Update each of the records below by replacing "screenshot" with "photo" and keeping everything else the same, and omit the pictures from your answer.

* [Dataset rows]
========================

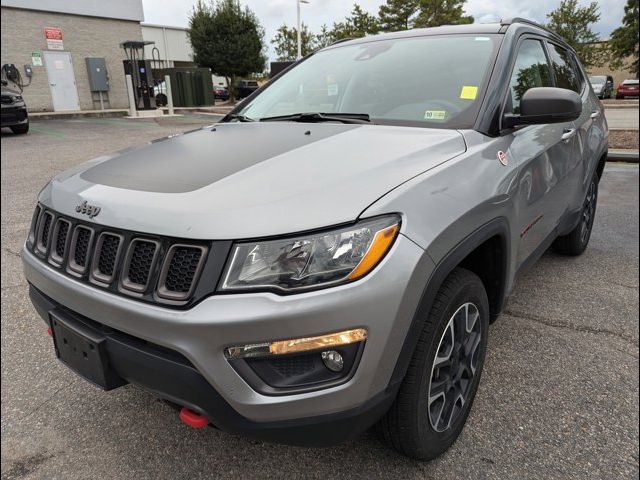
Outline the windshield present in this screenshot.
[238,35,501,128]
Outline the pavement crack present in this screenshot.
[2,453,53,480]
[504,310,638,348]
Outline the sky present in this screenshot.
[142,0,626,60]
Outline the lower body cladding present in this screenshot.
[22,235,433,446]
[0,107,29,127]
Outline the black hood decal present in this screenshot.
[80,122,359,193]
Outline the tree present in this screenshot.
[547,0,606,69]
[313,25,335,49]
[378,0,420,32]
[187,0,266,99]
[331,3,380,41]
[413,0,473,28]
[271,23,316,62]
[609,0,640,78]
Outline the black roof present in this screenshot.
[327,17,568,48]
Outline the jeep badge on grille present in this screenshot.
[76,200,100,218]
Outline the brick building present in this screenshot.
[0,0,144,111]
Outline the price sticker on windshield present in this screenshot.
[424,110,447,121]
[460,85,478,100]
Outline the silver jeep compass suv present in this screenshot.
[22,19,608,459]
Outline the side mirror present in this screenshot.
[502,87,582,128]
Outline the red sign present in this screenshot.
[44,28,62,41]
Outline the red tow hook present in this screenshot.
[180,407,209,428]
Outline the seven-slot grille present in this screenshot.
[27,206,208,305]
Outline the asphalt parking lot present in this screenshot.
[1,115,639,479]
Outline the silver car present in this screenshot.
[22,19,608,459]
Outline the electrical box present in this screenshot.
[84,57,109,92]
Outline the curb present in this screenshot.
[29,110,129,120]
[607,150,638,163]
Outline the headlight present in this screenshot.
[220,215,400,292]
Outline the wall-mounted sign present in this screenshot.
[44,28,64,50]
[31,52,42,67]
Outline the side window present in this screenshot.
[507,40,553,113]
[549,43,582,93]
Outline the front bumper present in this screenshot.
[0,105,29,127]
[22,235,433,430]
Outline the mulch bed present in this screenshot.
[609,130,638,150]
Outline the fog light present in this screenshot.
[225,328,367,359]
[320,350,344,372]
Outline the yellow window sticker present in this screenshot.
[424,110,447,120]
[460,85,478,100]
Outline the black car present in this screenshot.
[2,80,29,133]
[233,80,260,98]
[213,85,229,101]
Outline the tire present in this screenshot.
[553,173,599,257]
[378,268,489,460]
[10,122,29,135]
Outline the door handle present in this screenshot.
[560,128,577,143]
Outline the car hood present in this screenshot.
[40,122,465,240]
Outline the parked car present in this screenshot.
[21,19,608,459]
[589,75,613,99]
[233,80,260,98]
[616,79,639,99]
[1,80,29,134]
[213,85,229,101]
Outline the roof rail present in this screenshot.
[500,17,566,43]
[328,37,357,47]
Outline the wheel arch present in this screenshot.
[389,217,510,386]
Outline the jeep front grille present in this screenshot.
[158,245,206,300]
[27,206,231,307]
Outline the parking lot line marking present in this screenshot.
[87,118,160,128]
[29,125,67,138]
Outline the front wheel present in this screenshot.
[379,268,489,460]
[553,173,599,257]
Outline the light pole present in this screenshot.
[296,0,309,60]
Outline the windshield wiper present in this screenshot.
[227,113,255,122]
[260,112,371,123]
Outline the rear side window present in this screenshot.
[507,40,553,113]
[549,43,582,93]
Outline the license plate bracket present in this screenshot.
[49,309,127,390]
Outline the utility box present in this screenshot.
[84,57,109,92]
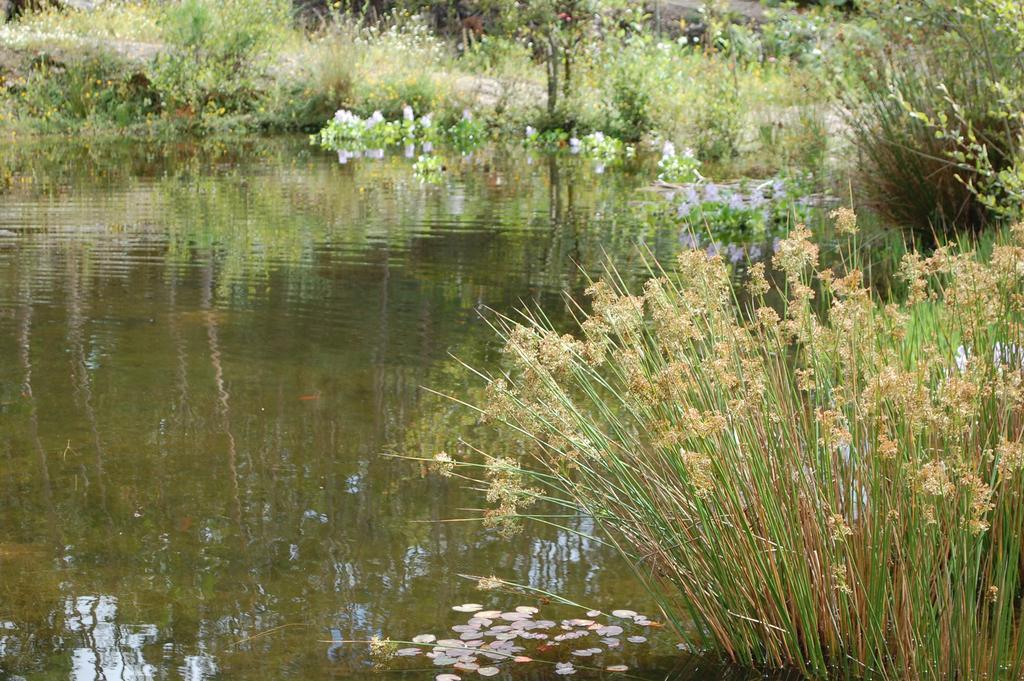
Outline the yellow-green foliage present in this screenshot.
[462,215,1024,679]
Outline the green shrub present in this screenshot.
[847,0,1024,239]
[446,216,1024,681]
[6,53,160,132]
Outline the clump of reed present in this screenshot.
[456,209,1024,679]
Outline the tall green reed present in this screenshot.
[442,209,1024,679]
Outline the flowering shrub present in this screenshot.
[413,155,444,184]
[440,214,1024,680]
[569,131,636,164]
[657,142,703,183]
[310,105,485,153]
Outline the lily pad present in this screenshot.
[452,603,483,612]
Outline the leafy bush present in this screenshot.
[446,216,1024,680]
[5,53,160,131]
[153,0,291,117]
[847,0,1024,239]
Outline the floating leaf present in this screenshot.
[452,603,483,612]
[501,612,530,622]
[595,625,623,636]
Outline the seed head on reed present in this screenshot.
[460,212,1024,681]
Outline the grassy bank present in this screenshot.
[0,0,827,169]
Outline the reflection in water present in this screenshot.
[0,135,696,680]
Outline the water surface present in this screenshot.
[0,139,745,681]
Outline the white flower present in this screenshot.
[334,109,359,123]
[367,111,384,130]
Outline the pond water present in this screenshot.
[0,139,774,681]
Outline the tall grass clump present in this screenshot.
[456,214,1024,679]
[847,0,1024,239]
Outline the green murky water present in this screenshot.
[0,139,757,681]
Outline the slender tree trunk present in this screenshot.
[547,34,559,114]
[562,49,572,98]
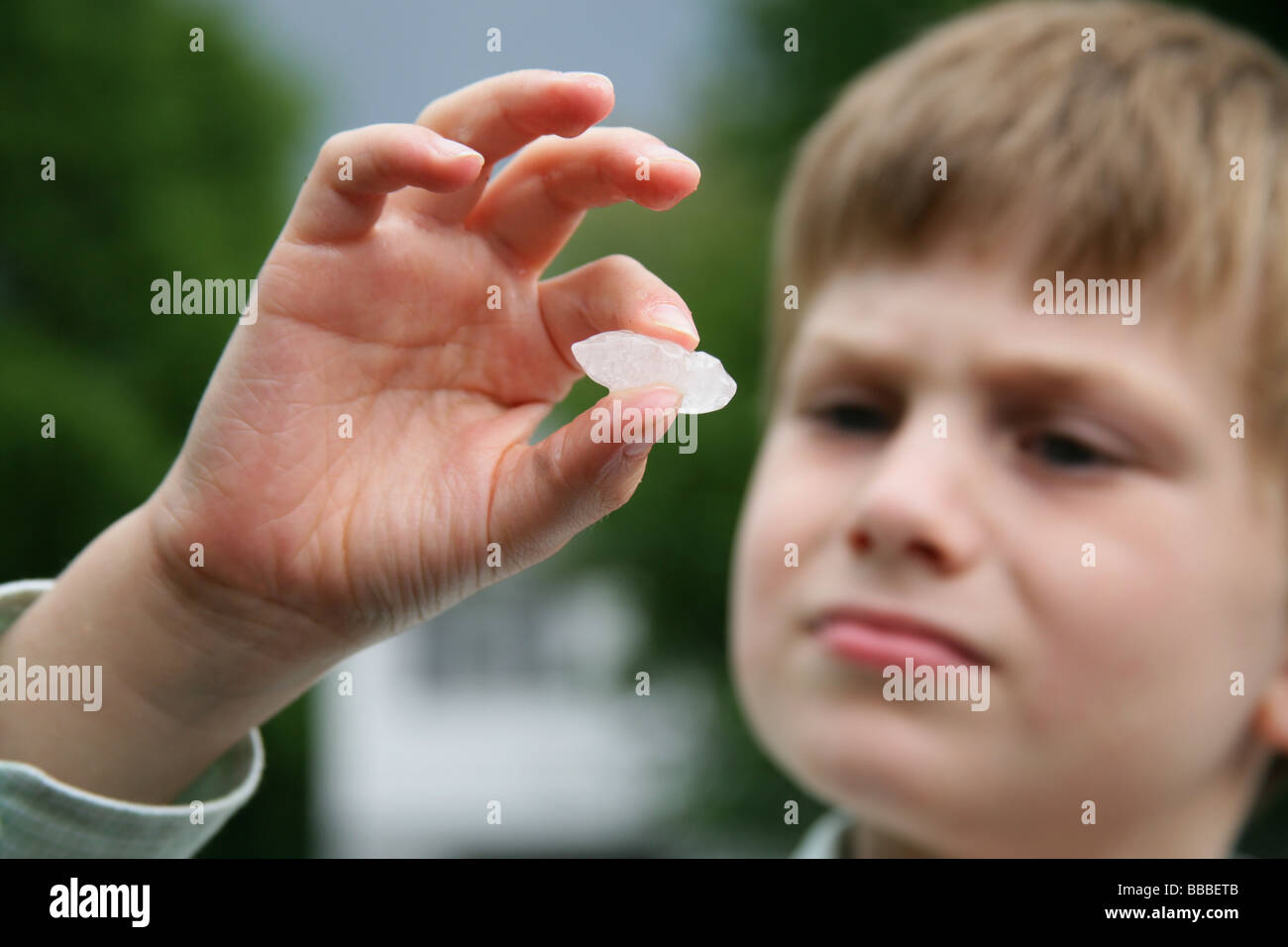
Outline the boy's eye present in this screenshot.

========================

* [Exercise output]
Outline the windshield present in this photo.
[238,35,501,128]
Outline the pavement crack present in this photo.
[2,453,53,480]
[504,310,638,348]
Outline the sky present in this photo.
[142,0,626,60]
Outline the lower body cladding present in this photo.
[22,235,433,446]
[0,107,29,127]
Outline the black hood decal present in this photo.
[80,122,359,193]
Outline the tree present in this photo.
[547,0,606,69]
[313,25,335,49]
[378,0,420,32]
[187,0,266,99]
[331,3,380,41]
[413,0,473,28]
[271,23,316,62]
[609,0,640,78]
Outline the black roof present in this photo.
[327,17,568,48]
Outline the jeep badge on grille present in this photo.
[76,200,100,218]
Outline the brick building present in this photo.
[0,0,144,111]
Outline the price sticker on windshield present in this photo.
[424,110,447,121]
[460,85,478,100]
Outline the silver jeep compass suv present in this photo.
[22,19,608,459]
Outline the side mirror present in this photo.
[502,87,582,128]
Outline the red sign present in this photo.
[44,28,62,41]
Outline the red tow hook present in this photo.
[180,407,209,428]
Outline the seven-slot grille present in this photo.
[27,206,208,305]
Outline the asphalt parking lot present in this photo.
[1,115,639,479]
Outline the silver car present in this photo.
[22,19,608,459]
Outline the electrical box present in this photo.
[84,57,109,92]
Outline the curb present in this photo.
[29,110,129,120]
[607,150,638,163]
Outline the headlight present in this photo.
[220,215,400,292]
Outline the wall-mounted sign present in this photo.
[44,28,64,50]
[31,52,42,67]
Outline the side window present in this photo.
[507,40,553,113]
[549,43,582,93]
Outline the front bumper present in this photo.
[0,105,29,127]
[22,235,433,430]
Outline the mulch bed present in this photo.
[609,130,638,150]
Outline the fog light present in this photo.
[225,328,367,359]
[320,350,344,372]
Outline the yellow window sticker present in this photo.
[424,110,447,120]
[460,85,478,100]
Outline the black car present in this photo.
[2,80,29,133]
[233,80,260,98]
[213,85,229,101]
Outline the tire present in this photo.
[553,173,599,257]
[378,268,489,460]
[10,122,29,135]
Outline the door handle present in this photo.
[560,128,577,143]
Outline the car hood present in this photo.
[40,122,465,240]
Outline the parked car present in this photo.
[21,19,608,459]
[589,75,613,99]
[233,80,260,98]
[616,79,639,99]
[1,80,29,134]
[213,85,229,101]
Outline the roof rail present in this photo.
[500,17,566,43]
[328,37,357,47]
Outline the wheel arch present in this photo.
[389,217,510,386]
Outline the jeep front grille present in this photo.
[158,245,206,300]
[27,206,231,307]
Outline the parking lot line marking present in this photo.
[87,118,160,128]
[29,125,67,138]
Outline the front wheel present in this photo.
[379,268,489,460]
[553,173,599,257]
Outline the light pole present in this photo.
[296,0,309,60]
Outline the windshield wiper present in this photo.
[227,113,255,122]
[260,112,371,123]
Outline the rear side window present in this photo.
[507,40,553,113]
[549,43,582,93]
Outline the license plate bracket present in this photo.
[49,309,127,390]
Outline the utility box present in this photo.
[84,57,109,92]
Outline the yellow-green foliage present in this photo.
[462,215,1024,679]
Outline the green shrub present in this photo.
[847,0,1024,239]
[446,216,1024,681]
[6,53,160,132]
Outline the clump of reed present in this photo.
[456,209,1024,679]
Outline the tall green reed present in this photo.
[442,209,1024,679]
Outline the flowering shrub present in this photo.
[413,155,444,184]
[440,214,1024,680]
[569,131,636,164]
[657,142,703,183]
[310,105,485,153]
Outline the lily pad present in this photo.
[452,603,483,612]
Outline the leafy bush present in this photo.
[446,216,1024,680]
[5,53,160,131]
[153,0,291,117]
[847,0,1024,239]
Outline the floating leaf present in this photo.
[452,603,483,612]
[501,612,530,622]
[595,625,623,636]
Outline the seed head on reed present in this photo.
[460,212,1024,681]
Outline the grassy bank present in this photo.
[0,0,827,169]
Outline the reflection in water present in this photo.
[0,135,696,680]
Outline the water surface present in this photo.
[0,139,745,681]
Outline the white flower present in this photo.
[334,109,359,123]
[367,111,384,130]
Outline the pond water present in this photo.
[0,139,774,681]
Outline the tall grass clump present in this photo.
[456,214,1024,679]
[847,0,1024,239]
Outline the green murky water present in this photo.
[0,139,757,681]
Outline the slender tree trunk present in this photo.
[547,34,559,114]
[562,49,572,98]
Outline the boy's eye present in this photo.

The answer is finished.